-- START Extracted data --

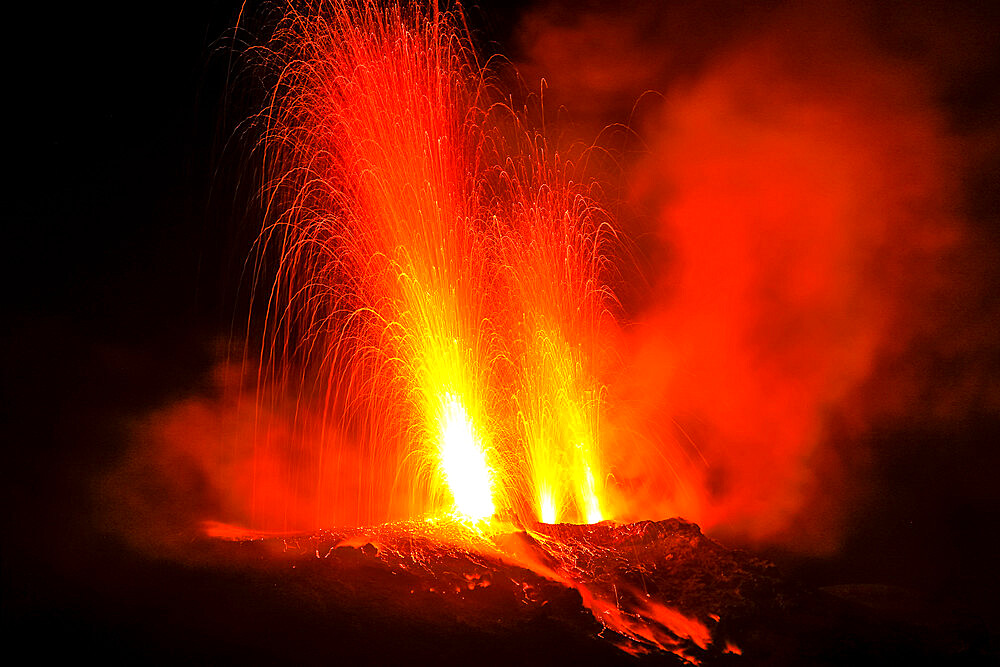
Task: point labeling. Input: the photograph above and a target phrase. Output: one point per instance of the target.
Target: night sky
(132, 204)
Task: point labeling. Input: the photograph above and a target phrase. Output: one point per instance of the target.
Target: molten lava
(442, 292)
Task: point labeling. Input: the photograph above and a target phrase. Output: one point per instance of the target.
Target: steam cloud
(795, 196)
(794, 193)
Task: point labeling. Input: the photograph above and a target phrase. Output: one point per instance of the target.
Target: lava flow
(442, 291)
(442, 298)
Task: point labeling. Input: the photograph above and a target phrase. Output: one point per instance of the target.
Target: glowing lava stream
(441, 282)
(463, 462)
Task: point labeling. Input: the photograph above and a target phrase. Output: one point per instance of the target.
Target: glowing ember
(463, 462)
(441, 292)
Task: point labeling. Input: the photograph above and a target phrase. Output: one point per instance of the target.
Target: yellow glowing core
(463, 462)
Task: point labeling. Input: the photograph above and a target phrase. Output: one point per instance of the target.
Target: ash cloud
(797, 189)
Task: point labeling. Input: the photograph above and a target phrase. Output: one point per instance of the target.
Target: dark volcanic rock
(657, 593)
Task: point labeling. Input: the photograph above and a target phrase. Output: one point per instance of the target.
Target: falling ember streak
(441, 284)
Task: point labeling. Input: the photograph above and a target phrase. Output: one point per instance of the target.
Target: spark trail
(441, 292)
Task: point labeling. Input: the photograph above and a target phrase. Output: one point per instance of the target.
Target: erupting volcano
(512, 331)
(443, 298)
(443, 285)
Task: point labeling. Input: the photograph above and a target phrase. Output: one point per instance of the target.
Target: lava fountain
(442, 283)
(442, 297)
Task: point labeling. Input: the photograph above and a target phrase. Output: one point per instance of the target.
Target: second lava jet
(442, 297)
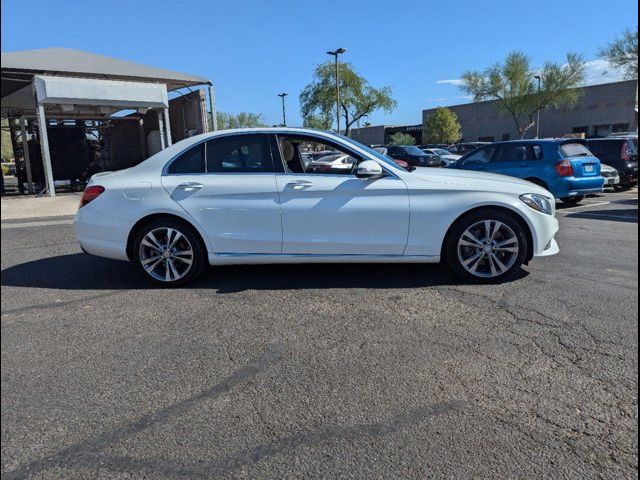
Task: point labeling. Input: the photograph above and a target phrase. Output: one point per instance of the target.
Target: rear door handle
(299, 184)
(189, 186)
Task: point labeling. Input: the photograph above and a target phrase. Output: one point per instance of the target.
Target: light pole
(539, 78)
(284, 115)
(335, 54)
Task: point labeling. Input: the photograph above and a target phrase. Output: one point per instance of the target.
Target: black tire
(453, 251)
(573, 200)
(189, 240)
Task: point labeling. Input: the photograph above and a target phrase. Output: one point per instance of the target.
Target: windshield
(371, 151)
(414, 151)
(441, 151)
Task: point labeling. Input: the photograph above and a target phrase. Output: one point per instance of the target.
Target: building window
(620, 127)
(602, 130)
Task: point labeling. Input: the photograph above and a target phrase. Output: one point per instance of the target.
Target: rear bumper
(101, 235)
(574, 186)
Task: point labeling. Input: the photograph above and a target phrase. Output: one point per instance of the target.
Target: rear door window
(192, 161)
(570, 150)
(239, 154)
(512, 153)
(479, 157)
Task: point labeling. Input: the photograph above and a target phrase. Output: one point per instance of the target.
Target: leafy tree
(514, 86)
(400, 138)
(358, 99)
(442, 127)
(240, 120)
(321, 122)
(623, 53)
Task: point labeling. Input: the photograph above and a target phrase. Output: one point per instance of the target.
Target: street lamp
(284, 115)
(335, 54)
(539, 78)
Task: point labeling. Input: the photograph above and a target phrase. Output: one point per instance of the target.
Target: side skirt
(262, 258)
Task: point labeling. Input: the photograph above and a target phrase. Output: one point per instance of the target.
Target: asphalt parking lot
(323, 371)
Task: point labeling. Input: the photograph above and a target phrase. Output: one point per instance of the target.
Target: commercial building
(603, 109)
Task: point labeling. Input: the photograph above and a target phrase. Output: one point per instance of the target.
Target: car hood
(469, 180)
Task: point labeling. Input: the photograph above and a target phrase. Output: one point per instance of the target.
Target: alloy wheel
(488, 248)
(166, 254)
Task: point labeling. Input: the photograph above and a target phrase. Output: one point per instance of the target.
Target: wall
(602, 105)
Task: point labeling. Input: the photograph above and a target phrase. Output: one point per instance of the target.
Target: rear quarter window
(569, 150)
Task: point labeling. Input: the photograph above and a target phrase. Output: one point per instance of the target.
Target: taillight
(90, 194)
(564, 168)
(625, 152)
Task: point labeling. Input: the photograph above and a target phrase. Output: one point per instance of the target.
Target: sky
(252, 50)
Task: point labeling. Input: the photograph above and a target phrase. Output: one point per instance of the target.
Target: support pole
(163, 144)
(44, 150)
(25, 152)
(212, 106)
(167, 124)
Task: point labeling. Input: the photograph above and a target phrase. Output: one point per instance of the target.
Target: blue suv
(565, 167)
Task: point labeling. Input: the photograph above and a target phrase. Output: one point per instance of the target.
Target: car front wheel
(486, 246)
(168, 252)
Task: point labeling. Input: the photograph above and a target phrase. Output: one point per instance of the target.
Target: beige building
(604, 109)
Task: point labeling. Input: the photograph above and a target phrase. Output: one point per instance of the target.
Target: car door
(228, 186)
(341, 214)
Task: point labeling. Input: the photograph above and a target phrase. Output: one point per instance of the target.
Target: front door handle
(189, 186)
(299, 184)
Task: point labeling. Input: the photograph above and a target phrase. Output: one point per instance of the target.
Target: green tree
(400, 138)
(514, 86)
(441, 127)
(240, 120)
(319, 122)
(358, 99)
(622, 53)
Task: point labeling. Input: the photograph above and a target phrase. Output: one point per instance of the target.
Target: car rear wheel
(168, 252)
(573, 200)
(486, 246)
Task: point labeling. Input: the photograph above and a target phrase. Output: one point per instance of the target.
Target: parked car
(413, 156)
(446, 157)
(188, 206)
(464, 148)
(565, 167)
(619, 152)
(385, 151)
(610, 175)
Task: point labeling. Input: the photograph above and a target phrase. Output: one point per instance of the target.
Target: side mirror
(369, 169)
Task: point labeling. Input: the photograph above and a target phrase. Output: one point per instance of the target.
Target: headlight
(539, 202)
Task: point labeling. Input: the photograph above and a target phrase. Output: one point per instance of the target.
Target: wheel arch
(512, 213)
(155, 216)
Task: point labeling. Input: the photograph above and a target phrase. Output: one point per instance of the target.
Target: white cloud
(600, 71)
(455, 81)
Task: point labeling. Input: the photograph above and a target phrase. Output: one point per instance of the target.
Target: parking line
(607, 215)
(8, 226)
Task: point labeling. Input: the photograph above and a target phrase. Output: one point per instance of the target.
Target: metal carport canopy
(77, 63)
(42, 67)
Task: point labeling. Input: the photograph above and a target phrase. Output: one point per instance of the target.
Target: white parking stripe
(8, 226)
(607, 215)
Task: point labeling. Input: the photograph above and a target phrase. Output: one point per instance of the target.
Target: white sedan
(245, 197)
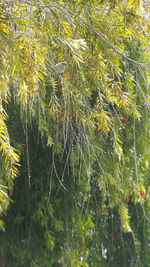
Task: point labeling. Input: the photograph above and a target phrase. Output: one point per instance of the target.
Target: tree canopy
(74, 146)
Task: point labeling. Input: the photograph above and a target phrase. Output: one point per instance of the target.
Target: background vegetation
(75, 147)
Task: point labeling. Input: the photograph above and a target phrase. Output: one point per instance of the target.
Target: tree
(81, 196)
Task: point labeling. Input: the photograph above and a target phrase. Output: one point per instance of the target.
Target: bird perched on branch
(60, 67)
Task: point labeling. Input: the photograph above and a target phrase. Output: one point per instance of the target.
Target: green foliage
(82, 138)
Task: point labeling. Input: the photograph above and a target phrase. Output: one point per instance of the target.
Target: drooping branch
(97, 32)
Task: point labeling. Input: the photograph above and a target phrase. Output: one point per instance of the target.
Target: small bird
(60, 67)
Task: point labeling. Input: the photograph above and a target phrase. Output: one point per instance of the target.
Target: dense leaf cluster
(78, 141)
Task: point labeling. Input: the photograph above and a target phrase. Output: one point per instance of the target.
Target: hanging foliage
(74, 129)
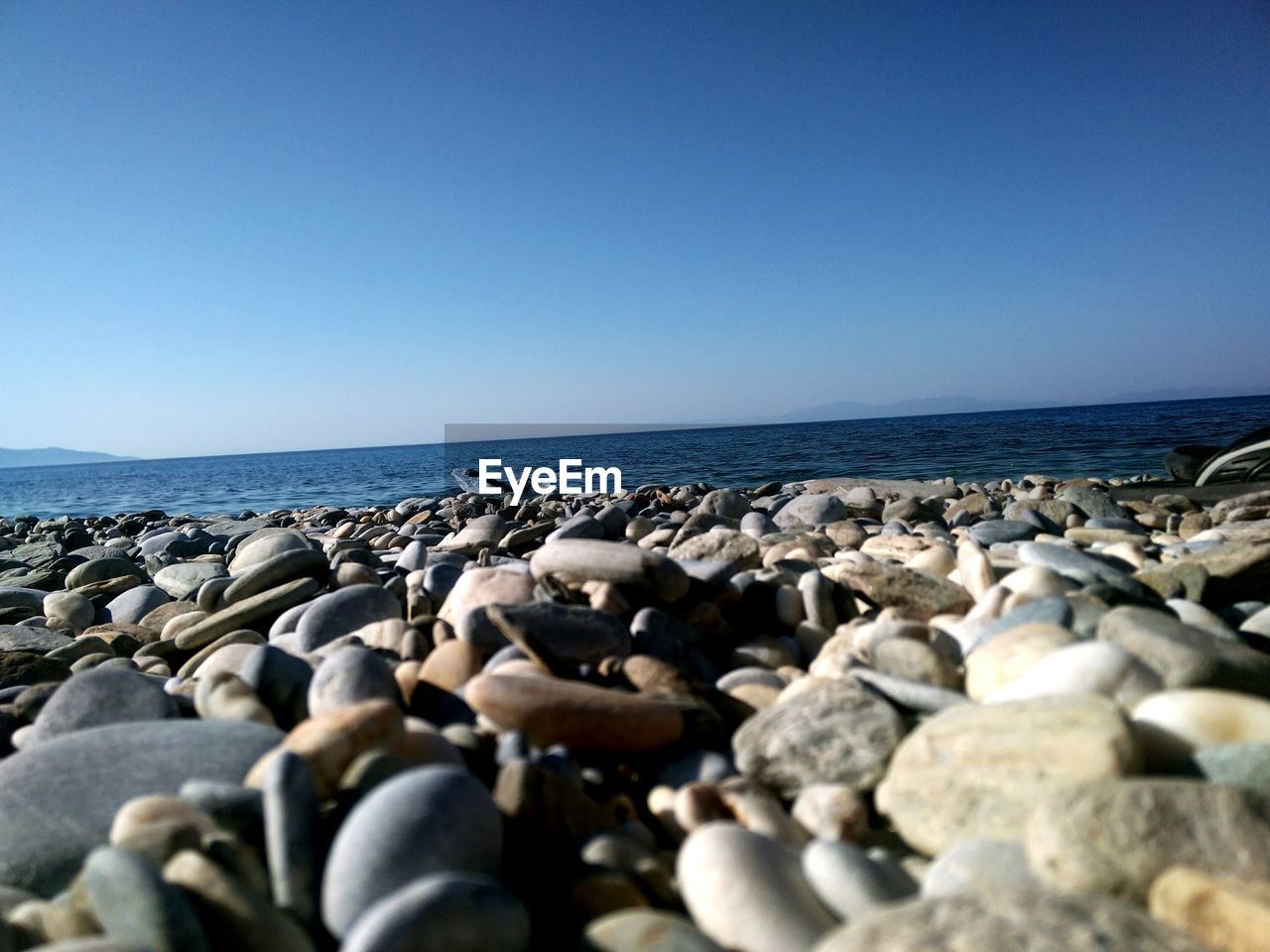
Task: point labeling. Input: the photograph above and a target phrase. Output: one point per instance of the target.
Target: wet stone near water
(834, 715)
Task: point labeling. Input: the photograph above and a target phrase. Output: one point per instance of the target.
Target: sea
(1116, 439)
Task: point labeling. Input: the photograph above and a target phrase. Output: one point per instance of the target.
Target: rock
(1078, 566)
(1086, 666)
(71, 607)
(444, 911)
(348, 676)
(26, 667)
(275, 570)
(571, 634)
(266, 543)
(427, 820)
(344, 611)
(484, 587)
(580, 716)
(48, 826)
(913, 594)
(645, 930)
(835, 731)
(575, 561)
(975, 772)
(1010, 655)
(1002, 531)
(281, 680)
(848, 883)
(1174, 724)
(104, 570)
(747, 892)
(812, 509)
(28, 639)
(293, 832)
(734, 548)
(1116, 837)
(243, 615)
(1236, 765)
(183, 579)
(330, 743)
(1224, 912)
(135, 604)
(1183, 655)
(1010, 920)
(136, 906)
(99, 697)
(232, 914)
(985, 866)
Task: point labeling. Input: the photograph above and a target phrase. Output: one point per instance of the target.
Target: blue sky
(244, 226)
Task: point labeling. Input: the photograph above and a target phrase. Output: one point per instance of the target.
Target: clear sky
(253, 226)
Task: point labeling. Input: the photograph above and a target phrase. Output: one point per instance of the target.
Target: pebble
(575, 561)
(1174, 724)
(833, 731)
(445, 911)
(1115, 837)
(976, 772)
(341, 612)
(1086, 666)
(848, 881)
(348, 676)
(1010, 920)
(747, 892)
(135, 905)
(427, 820)
(99, 697)
(583, 717)
(1222, 911)
(978, 866)
(41, 848)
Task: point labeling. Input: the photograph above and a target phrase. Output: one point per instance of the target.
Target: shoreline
(889, 707)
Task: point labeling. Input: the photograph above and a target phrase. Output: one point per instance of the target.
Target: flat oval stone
(747, 892)
(103, 570)
(244, 613)
(136, 906)
(835, 731)
(343, 612)
(580, 716)
(1086, 666)
(98, 697)
(978, 771)
(1174, 724)
(647, 930)
(183, 579)
(848, 881)
(348, 676)
(427, 820)
(130, 607)
(444, 912)
(49, 825)
(574, 634)
(1116, 837)
(481, 587)
(575, 561)
(1011, 920)
(978, 866)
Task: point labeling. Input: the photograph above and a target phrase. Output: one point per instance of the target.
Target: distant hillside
(922, 407)
(54, 456)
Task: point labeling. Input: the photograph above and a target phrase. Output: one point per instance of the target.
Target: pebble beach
(835, 715)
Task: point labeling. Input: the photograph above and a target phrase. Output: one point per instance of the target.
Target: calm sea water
(1120, 439)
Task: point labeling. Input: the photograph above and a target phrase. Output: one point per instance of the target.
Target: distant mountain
(54, 456)
(921, 407)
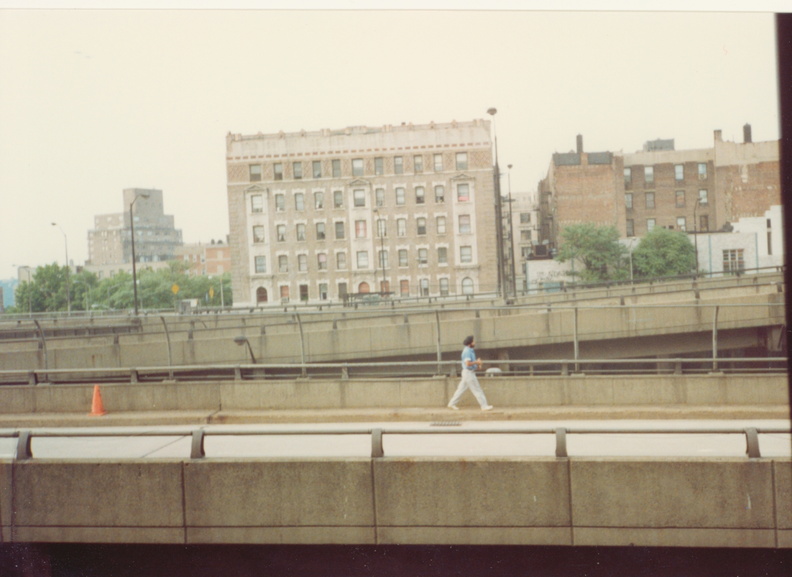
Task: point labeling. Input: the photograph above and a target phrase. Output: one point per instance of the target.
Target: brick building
(205, 259)
(691, 190)
(323, 215)
(156, 238)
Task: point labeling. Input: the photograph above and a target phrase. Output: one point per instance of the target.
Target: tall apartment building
(205, 259)
(323, 215)
(696, 190)
(156, 238)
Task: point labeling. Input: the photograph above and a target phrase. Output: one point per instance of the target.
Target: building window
(382, 228)
(261, 264)
(463, 192)
(255, 172)
(733, 260)
(464, 224)
(357, 167)
(461, 160)
(467, 286)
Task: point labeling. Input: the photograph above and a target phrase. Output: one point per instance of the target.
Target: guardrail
(197, 450)
(413, 369)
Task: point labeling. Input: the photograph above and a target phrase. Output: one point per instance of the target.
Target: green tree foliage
(594, 252)
(664, 252)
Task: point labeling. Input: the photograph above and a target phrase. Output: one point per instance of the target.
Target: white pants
(469, 381)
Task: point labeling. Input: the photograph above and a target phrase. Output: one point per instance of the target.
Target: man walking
(469, 380)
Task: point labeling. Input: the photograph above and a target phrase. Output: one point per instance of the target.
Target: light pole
(498, 209)
(68, 288)
(132, 230)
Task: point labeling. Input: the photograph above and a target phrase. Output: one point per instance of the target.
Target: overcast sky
(92, 102)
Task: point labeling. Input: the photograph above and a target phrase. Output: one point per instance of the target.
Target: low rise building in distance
(333, 214)
(156, 238)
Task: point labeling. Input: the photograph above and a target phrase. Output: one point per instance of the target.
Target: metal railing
(397, 370)
(197, 450)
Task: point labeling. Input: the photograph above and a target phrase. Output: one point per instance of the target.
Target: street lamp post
(132, 231)
(68, 288)
(498, 210)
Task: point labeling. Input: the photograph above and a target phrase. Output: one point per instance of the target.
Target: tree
(664, 252)
(595, 247)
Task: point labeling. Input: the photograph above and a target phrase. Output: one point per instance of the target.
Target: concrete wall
(714, 390)
(725, 502)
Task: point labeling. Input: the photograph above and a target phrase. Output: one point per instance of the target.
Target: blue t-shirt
(469, 354)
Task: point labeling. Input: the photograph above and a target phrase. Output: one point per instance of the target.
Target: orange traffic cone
(97, 407)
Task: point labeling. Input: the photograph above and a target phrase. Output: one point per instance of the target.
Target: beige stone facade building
(697, 190)
(334, 214)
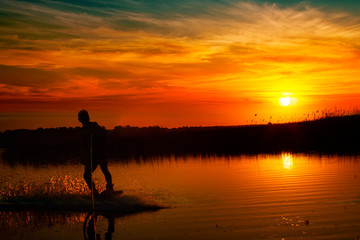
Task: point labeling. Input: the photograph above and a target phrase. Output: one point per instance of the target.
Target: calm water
(248, 197)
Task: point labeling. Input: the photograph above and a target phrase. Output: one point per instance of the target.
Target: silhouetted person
(94, 138)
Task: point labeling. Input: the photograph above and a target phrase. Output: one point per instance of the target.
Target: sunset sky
(176, 63)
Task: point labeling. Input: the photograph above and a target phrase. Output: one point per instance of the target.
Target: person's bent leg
(107, 174)
(88, 179)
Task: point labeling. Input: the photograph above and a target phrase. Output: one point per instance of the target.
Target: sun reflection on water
(287, 160)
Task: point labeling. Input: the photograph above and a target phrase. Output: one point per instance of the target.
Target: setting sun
(285, 101)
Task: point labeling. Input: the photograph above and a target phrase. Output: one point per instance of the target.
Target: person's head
(83, 116)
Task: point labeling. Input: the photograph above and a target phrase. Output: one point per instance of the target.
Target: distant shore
(332, 135)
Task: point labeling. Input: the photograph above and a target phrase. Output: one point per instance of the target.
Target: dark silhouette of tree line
(331, 135)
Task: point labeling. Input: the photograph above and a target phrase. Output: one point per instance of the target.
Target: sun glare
(285, 101)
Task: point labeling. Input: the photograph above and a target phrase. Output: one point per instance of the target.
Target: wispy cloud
(175, 52)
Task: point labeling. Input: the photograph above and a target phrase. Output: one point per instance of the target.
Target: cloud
(175, 52)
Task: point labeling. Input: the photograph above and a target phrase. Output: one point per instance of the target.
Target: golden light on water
(287, 160)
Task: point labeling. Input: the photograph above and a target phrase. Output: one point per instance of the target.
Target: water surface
(244, 197)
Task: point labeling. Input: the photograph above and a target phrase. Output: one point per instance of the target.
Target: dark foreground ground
(335, 135)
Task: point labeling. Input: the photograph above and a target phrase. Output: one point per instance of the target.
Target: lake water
(282, 196)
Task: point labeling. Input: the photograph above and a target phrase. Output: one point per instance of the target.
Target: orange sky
(227, 64)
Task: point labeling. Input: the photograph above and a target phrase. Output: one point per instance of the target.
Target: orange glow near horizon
(179, 72)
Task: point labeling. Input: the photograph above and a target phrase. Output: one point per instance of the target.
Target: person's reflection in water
(89, 227)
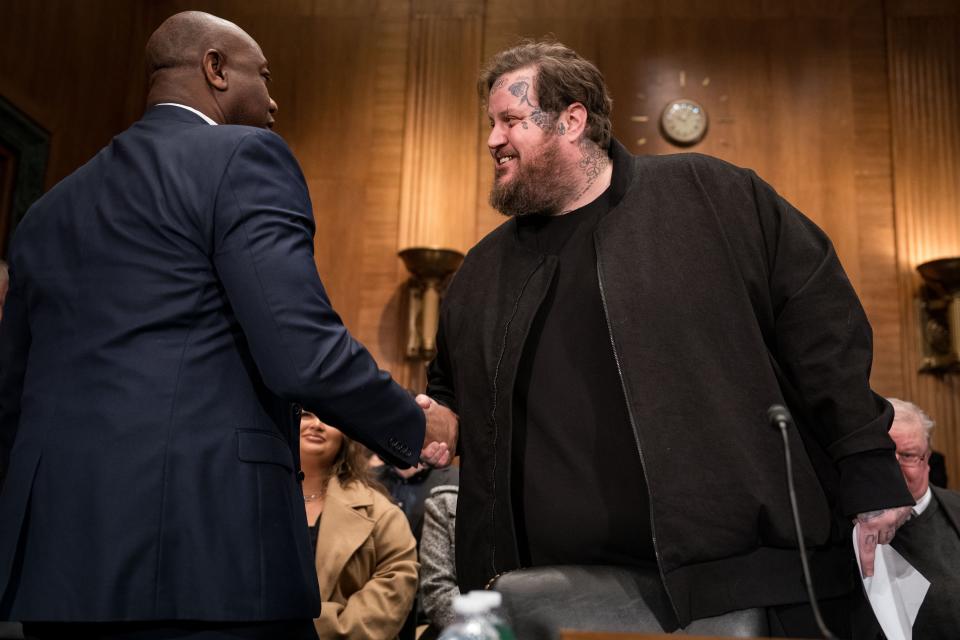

-- END Extracted data --

Task to complete: Pull out each line in the material above that contains the word "cloud", and copy those lines in full.

Exercise output:
Target: steam cloud
Target: ash cloud
Target: white cloud
Target: wispy cloud
Target: cloud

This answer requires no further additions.